(TASK): Quote the lines below exactly, from the one that holds "the toilet flush" through the final line of the records, and only those.

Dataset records
○ ○ ○ ○ ○ ○ ○

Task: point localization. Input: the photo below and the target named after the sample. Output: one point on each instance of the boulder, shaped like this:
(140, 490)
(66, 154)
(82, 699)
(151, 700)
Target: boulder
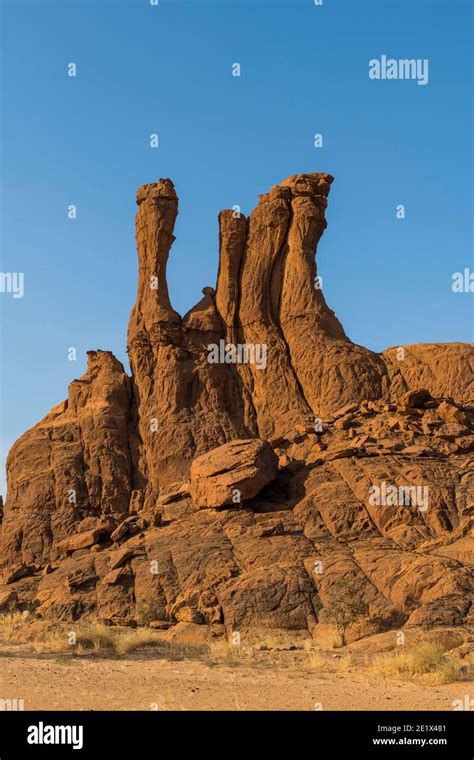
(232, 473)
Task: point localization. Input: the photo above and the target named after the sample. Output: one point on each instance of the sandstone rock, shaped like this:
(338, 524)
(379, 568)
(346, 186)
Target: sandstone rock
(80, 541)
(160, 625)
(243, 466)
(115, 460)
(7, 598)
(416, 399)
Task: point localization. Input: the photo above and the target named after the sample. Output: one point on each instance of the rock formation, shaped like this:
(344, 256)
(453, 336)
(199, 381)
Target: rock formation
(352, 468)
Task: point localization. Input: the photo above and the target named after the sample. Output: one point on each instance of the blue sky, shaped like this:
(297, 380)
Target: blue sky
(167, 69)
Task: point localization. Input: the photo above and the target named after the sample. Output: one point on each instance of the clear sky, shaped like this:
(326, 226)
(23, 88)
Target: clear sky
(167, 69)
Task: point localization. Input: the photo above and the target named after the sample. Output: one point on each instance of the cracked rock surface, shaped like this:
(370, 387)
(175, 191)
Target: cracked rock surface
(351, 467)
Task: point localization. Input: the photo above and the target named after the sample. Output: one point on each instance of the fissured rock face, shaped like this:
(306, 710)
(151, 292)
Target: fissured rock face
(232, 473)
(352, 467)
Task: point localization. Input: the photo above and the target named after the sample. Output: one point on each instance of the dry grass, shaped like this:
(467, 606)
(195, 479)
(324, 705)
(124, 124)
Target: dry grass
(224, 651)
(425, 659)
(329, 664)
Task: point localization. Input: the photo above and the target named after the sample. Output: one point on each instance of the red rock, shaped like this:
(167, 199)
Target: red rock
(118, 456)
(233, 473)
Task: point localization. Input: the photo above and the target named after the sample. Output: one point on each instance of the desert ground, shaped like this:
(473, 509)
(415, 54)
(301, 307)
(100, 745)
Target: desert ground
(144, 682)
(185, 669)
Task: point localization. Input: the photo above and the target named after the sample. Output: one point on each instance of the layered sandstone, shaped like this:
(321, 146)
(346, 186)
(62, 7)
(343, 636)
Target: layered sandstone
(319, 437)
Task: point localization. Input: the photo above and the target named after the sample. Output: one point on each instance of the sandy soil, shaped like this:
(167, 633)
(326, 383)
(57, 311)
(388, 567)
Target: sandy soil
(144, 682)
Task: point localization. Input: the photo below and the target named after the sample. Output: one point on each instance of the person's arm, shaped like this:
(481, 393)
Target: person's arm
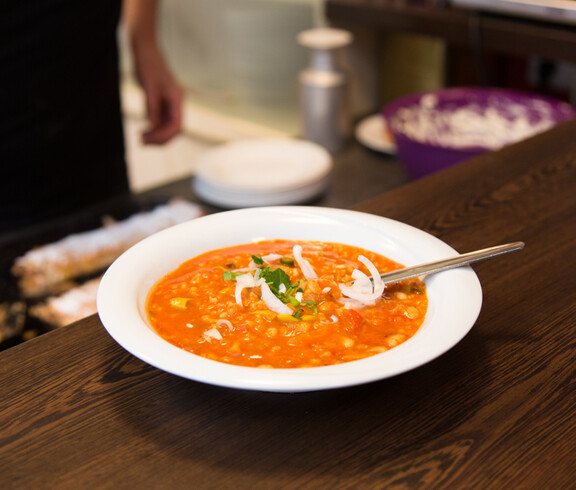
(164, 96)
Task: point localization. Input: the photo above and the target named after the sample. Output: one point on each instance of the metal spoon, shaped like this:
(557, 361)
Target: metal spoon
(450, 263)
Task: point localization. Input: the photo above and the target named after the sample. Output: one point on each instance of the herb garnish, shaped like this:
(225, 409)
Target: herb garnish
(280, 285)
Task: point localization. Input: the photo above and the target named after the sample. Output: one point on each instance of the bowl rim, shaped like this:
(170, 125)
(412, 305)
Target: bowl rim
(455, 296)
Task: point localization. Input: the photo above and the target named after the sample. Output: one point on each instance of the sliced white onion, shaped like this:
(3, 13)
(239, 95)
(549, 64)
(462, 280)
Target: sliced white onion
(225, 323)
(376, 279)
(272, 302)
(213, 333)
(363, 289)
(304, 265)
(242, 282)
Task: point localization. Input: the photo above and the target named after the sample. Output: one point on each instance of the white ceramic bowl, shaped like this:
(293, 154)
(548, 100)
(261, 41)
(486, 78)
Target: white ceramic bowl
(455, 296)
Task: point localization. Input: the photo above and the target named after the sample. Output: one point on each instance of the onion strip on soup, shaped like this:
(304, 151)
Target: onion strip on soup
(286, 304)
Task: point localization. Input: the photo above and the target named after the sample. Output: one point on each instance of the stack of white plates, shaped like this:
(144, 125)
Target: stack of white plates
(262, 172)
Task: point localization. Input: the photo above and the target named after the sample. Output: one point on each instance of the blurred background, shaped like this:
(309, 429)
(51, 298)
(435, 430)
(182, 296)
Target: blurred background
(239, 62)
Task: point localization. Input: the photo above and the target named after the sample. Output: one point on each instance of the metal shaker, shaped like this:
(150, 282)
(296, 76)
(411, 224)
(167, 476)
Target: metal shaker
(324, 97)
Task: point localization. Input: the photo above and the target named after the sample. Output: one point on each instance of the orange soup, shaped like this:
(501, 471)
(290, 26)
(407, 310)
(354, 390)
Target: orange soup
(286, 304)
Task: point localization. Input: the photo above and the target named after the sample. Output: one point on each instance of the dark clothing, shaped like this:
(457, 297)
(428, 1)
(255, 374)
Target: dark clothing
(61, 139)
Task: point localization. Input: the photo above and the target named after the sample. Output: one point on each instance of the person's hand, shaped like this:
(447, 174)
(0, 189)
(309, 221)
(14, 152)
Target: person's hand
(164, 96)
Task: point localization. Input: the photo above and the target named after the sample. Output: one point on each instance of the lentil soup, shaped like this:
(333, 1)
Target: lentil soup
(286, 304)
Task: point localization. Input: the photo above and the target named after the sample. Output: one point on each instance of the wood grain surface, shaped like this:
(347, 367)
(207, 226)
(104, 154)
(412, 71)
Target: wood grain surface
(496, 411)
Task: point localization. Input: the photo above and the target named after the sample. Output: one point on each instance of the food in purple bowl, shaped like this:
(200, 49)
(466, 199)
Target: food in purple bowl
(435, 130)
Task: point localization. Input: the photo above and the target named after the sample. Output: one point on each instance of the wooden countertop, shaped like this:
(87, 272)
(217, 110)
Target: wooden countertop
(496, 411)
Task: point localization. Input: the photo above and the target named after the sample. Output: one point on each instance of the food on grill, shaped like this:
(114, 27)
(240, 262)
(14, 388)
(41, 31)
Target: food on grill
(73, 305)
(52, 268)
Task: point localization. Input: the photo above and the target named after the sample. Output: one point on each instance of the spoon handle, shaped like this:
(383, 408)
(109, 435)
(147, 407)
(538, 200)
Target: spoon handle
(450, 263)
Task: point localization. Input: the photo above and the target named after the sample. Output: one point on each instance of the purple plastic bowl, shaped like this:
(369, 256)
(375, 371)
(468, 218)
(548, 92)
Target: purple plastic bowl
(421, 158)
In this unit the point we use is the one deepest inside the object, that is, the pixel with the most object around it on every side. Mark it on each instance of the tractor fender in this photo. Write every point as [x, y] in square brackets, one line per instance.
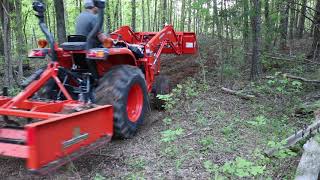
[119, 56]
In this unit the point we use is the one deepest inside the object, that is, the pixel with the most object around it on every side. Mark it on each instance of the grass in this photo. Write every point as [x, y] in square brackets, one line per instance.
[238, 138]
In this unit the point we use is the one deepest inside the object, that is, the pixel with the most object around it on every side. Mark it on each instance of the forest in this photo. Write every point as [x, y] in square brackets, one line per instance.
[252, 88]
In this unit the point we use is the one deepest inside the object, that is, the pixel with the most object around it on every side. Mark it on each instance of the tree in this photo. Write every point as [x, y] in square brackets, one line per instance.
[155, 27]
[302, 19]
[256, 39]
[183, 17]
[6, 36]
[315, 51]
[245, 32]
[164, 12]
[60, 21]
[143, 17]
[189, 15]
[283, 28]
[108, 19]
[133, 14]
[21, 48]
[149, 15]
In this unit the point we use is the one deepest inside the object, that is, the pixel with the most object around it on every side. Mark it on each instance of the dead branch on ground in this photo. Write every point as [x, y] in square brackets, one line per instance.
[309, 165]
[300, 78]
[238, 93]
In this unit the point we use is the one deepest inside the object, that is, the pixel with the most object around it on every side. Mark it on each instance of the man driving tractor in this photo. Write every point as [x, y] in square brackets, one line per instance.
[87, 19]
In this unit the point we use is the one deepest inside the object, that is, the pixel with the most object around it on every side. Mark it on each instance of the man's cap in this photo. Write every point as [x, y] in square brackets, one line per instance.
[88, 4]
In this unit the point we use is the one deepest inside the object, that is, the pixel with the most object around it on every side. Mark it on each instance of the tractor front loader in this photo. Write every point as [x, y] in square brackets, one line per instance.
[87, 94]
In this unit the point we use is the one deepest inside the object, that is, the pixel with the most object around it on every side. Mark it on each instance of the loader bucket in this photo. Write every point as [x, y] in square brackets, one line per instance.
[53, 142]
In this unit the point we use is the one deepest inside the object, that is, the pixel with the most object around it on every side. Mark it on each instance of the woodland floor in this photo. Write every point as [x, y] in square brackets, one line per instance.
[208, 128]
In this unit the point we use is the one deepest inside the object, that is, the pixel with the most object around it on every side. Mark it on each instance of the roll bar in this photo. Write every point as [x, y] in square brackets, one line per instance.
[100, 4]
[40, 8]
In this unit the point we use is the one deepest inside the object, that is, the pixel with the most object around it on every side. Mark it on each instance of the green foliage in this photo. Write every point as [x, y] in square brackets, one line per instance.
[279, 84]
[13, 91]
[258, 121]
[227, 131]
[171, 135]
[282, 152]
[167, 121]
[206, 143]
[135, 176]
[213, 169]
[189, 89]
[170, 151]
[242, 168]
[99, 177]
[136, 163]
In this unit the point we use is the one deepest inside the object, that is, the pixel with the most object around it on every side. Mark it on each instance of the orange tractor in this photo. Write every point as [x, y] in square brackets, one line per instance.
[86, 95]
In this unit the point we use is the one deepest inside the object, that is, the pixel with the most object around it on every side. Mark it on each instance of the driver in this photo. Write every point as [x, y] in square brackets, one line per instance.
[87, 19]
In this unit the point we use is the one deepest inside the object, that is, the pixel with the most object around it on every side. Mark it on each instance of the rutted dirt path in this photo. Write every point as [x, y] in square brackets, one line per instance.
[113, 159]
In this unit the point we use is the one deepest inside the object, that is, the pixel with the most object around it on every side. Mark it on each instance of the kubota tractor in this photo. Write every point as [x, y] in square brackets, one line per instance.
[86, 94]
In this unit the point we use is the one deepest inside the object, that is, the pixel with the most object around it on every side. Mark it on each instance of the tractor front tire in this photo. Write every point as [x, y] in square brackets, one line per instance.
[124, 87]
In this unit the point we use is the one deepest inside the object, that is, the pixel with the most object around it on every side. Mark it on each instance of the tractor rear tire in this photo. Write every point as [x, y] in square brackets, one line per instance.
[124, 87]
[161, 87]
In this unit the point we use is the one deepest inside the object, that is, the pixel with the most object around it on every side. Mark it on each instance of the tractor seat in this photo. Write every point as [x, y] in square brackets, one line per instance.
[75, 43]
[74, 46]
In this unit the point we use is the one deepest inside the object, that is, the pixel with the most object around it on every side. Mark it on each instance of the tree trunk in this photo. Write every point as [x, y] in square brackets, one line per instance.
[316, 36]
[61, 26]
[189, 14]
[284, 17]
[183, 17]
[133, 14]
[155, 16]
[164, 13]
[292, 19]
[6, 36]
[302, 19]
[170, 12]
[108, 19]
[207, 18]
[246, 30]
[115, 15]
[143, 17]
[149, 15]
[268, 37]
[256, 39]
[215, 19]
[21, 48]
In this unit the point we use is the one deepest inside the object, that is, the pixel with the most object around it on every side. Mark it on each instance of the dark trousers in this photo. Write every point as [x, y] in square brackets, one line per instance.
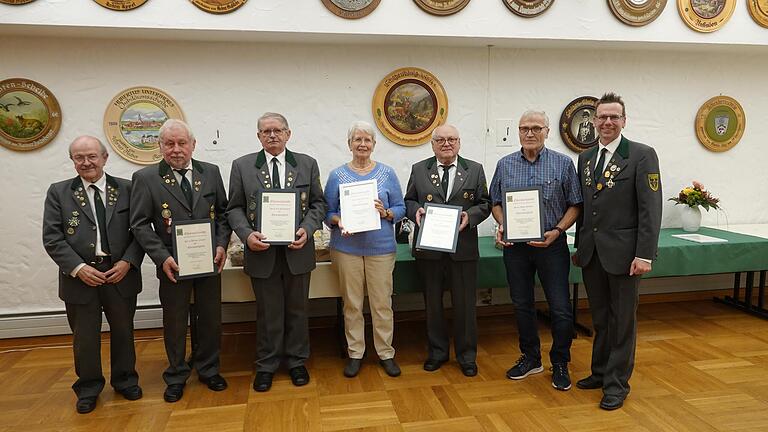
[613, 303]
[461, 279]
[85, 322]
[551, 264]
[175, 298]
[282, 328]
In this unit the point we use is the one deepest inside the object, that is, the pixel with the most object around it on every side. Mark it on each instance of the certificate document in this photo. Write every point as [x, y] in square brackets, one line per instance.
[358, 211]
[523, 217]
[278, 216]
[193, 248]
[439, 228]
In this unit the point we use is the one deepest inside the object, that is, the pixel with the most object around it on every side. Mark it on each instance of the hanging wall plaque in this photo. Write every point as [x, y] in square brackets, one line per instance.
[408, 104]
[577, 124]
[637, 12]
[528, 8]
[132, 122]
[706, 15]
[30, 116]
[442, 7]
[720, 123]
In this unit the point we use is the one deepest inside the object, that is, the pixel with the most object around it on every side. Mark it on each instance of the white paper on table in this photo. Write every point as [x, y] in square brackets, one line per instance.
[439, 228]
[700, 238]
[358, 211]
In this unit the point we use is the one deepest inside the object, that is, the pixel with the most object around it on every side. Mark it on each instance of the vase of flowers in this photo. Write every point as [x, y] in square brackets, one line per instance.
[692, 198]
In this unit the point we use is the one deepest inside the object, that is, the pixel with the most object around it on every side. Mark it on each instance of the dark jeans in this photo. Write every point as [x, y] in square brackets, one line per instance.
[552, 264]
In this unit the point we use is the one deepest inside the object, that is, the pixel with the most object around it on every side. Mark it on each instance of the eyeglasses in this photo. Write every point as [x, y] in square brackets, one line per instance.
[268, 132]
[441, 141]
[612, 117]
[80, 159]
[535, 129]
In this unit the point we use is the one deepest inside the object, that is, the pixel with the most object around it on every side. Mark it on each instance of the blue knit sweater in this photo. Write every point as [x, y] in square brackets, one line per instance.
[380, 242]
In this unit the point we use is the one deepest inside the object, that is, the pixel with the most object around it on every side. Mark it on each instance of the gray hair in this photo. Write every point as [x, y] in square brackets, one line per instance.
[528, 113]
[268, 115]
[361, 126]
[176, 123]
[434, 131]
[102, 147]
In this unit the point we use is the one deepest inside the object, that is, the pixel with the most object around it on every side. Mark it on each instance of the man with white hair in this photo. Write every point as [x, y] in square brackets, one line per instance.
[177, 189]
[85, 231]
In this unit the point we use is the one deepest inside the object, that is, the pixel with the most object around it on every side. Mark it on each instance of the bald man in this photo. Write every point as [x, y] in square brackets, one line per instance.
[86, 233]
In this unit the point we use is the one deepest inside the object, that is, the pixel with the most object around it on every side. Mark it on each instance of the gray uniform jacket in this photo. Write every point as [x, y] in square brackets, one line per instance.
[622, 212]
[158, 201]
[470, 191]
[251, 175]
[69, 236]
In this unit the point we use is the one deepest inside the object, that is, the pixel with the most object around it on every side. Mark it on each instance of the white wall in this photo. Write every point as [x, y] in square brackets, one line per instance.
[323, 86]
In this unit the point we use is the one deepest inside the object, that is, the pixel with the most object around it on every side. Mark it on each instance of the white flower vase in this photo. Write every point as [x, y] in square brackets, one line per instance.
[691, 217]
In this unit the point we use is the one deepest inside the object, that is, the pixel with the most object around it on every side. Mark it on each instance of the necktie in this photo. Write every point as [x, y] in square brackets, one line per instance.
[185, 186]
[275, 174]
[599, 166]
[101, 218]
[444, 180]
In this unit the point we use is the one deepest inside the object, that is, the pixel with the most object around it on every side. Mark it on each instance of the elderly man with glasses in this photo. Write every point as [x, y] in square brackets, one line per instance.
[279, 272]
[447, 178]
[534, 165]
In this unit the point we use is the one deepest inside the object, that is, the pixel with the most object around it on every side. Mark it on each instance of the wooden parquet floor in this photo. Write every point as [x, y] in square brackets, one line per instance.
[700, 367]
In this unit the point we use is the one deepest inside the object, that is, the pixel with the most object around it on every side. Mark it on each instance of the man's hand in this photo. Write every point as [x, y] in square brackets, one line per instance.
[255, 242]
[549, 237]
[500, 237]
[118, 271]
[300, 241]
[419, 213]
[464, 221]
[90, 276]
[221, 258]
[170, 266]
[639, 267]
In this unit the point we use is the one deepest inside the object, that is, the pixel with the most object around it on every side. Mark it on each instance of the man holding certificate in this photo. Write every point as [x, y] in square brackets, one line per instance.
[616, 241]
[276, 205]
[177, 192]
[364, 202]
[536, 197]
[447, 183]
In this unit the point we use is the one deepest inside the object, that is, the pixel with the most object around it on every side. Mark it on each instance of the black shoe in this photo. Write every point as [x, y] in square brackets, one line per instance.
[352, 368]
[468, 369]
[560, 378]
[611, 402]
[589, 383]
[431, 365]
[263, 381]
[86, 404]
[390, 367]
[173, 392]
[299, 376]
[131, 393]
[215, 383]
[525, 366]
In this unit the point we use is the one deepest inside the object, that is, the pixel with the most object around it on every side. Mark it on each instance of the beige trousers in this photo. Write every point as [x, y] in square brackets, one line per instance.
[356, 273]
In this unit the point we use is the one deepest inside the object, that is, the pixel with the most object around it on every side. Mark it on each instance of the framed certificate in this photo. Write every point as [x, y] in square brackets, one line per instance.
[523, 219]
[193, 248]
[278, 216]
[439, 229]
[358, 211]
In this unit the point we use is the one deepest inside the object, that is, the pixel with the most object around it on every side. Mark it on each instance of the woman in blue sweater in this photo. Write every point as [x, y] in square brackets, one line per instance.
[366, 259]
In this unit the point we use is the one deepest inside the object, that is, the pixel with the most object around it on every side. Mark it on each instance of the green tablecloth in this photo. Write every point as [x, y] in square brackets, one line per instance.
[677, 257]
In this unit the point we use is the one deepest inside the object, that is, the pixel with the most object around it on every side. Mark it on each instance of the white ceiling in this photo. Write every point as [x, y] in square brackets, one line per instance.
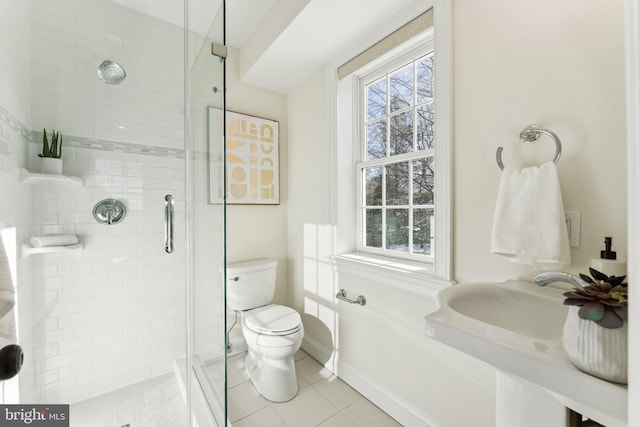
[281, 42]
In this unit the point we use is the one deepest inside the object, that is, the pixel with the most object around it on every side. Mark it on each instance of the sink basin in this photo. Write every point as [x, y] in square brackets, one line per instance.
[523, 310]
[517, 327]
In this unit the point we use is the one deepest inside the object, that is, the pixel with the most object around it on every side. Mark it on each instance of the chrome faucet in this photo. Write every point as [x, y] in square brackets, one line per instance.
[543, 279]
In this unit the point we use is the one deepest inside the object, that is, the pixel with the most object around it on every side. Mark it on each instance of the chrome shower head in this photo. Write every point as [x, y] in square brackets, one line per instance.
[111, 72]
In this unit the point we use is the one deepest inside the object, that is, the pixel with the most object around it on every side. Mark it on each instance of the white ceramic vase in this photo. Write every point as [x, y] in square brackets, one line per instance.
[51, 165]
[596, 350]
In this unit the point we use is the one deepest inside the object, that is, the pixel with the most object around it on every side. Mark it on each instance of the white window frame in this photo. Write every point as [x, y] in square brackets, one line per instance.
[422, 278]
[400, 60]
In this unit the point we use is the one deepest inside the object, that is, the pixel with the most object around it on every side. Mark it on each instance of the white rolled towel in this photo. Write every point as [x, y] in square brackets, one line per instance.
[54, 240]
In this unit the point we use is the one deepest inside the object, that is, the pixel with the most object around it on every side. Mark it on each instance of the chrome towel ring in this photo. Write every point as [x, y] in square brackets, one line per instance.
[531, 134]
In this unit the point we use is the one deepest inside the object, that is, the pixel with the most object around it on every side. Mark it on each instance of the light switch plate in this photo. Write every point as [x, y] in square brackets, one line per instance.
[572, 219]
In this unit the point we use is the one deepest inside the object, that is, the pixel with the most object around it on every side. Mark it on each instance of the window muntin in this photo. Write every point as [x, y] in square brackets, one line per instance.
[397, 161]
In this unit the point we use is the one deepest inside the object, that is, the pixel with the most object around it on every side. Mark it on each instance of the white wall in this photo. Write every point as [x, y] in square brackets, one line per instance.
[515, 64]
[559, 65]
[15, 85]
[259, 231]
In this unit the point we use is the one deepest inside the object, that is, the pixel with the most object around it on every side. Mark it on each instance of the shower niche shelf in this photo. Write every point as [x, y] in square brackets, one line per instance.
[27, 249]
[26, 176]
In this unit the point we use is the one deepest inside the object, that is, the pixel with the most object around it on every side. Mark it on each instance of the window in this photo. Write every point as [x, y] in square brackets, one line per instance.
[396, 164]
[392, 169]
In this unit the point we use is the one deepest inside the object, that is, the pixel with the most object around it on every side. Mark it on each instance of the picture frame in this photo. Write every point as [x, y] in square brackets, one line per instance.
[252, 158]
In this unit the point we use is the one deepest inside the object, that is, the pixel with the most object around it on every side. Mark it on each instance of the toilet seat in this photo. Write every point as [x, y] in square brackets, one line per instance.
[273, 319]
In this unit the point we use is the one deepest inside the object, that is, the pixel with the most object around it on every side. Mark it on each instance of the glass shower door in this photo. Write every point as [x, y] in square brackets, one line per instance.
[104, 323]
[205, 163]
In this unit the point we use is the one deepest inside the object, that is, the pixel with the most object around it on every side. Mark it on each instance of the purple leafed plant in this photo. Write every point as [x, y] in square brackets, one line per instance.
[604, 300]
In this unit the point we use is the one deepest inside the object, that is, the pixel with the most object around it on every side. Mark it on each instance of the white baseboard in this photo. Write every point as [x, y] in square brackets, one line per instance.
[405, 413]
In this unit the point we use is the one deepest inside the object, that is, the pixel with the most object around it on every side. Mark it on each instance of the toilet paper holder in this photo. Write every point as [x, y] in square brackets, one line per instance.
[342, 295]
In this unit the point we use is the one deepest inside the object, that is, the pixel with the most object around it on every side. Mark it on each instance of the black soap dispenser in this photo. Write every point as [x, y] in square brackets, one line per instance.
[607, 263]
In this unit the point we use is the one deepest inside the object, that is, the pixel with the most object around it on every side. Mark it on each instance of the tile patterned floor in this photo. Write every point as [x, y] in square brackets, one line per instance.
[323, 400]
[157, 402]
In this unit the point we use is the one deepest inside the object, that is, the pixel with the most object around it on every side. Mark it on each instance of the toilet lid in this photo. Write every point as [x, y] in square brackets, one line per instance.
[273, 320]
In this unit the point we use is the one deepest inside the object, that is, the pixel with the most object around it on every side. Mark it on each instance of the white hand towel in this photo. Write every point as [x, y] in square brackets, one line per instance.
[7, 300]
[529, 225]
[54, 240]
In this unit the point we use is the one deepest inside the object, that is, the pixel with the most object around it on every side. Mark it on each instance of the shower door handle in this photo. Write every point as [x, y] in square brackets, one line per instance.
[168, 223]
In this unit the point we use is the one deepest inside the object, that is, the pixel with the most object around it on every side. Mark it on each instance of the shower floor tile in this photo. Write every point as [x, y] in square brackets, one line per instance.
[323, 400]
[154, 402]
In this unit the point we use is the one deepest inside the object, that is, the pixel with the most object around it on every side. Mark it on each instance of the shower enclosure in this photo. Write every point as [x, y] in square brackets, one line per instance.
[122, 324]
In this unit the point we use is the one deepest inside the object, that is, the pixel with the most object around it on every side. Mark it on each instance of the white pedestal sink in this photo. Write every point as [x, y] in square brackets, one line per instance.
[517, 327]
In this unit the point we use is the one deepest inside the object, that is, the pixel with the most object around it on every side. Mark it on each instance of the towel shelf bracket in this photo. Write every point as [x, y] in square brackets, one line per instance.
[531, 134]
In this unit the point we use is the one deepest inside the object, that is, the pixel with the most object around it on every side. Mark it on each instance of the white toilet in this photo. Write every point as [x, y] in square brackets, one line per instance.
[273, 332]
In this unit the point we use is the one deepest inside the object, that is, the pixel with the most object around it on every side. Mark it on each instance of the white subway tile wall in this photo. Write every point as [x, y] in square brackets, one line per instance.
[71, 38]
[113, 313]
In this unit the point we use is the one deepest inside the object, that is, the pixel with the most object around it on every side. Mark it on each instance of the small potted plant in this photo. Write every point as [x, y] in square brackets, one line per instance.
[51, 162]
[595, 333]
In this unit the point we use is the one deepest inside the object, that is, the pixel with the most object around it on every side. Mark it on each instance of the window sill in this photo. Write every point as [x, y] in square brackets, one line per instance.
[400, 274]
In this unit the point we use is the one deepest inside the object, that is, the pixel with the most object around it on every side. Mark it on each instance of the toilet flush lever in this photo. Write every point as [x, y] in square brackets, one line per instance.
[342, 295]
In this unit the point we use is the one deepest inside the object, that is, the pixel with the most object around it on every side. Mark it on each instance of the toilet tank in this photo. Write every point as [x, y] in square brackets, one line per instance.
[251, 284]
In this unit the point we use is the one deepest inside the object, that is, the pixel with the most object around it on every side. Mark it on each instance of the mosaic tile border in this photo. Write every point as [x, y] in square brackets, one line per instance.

○ ○ ○ ○ ○ ○ ○

(SOLUTION):
In this unit the point we use is the one deepest inside the object, that is, the pixel with the most object around it on every side. Mark it on each instance of the toilet flush lever in this photo. Write every point as [x, y] in square brackets, one line per instance.
[342, 295]
In this unit the point we use is the one deepest inside the object, that is, the pixel with the most object around it on every side. Mark it on each instance of the toilet tank in this photo. Write every point as [x, y] in square brackets, one line per instance.
[251, 284]
In this unit the point we use is the one deepest inside the object, that is, the pixel with the most object around it on every side. Mark it on each instance of the mosaic tile border in this photo. Write every point as [x, y] in square brackets, one line per instance.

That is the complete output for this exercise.